> _WHAT THE TASK ASKS_
Pictures in the records should not be copied, but every other part must be repeated exactly.
## Start PROVIDED DATA
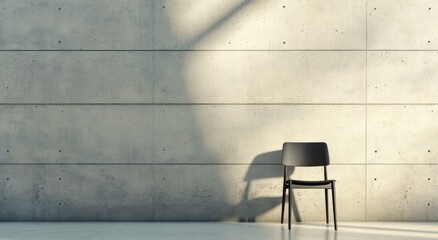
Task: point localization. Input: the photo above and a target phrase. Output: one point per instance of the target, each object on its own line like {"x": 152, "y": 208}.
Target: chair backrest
{"x": 305, "y": 154}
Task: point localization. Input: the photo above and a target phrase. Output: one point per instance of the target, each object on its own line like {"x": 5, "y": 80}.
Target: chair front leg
{"x": 326, "y": 206}
{"x": 282, "y": 203}
{"x": 289, "y": 218}
{"x": 334, "y": 205}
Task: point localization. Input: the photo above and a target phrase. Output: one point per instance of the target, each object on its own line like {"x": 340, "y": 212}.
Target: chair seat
{"x": 323, "y": 184}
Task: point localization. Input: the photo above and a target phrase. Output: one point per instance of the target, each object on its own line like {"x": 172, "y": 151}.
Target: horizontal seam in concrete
{"x": 218, "y": 50}
{"x": 212, "y": 164}
{"x": 183, "y": 50}
{"x": 214, "y": 104}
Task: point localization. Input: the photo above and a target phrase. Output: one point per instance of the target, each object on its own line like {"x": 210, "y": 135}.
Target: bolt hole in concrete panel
## End PROVIDED DATA
> _RESPONSE BELOW_
Task: point localization. Input: the photo above and a target phrase. Output: one point per instance of the target, each object on its own line like {"x": 152, "y": 208}.
Target: chair backrest
{"x": 305, "y": 154}
Task: point localization. Input: the photo above and a target phrase. Output: one point per instance of the target, each object on its own line like {"x": 5, "y": 80}.
Target: chair front leg
{"x": 326, "y": 206}
{"x": 282, "y": 203}
{"x": 289, "y": 218}
{"x": 334, "y": 205}
Task: point localization. Input: the photo above and a target phrase. Output: one point per instance of the target, each object on its own line like {"x": 340, "y": 212}.
Target: chair seat
{"x": 323, "y": 184}
Task: point localization. Input: the photo above and a target phrase. Output: one point per instance of the target, each object on its own line like {"x": 172, "y": 151}.
Target: horizontal seam in concrete
{"x": 218, "y": 50}
{"x": 212, "y": 164}
{"x": 183, "y": 50}
{"x": 214, "y": 104}
Task: point localization. Input: the photo above and a target phrase. Output: one point per instance of the target, each object on its own line like {"x": 210, "y": 135}.
Target: bolt hole in concrete panel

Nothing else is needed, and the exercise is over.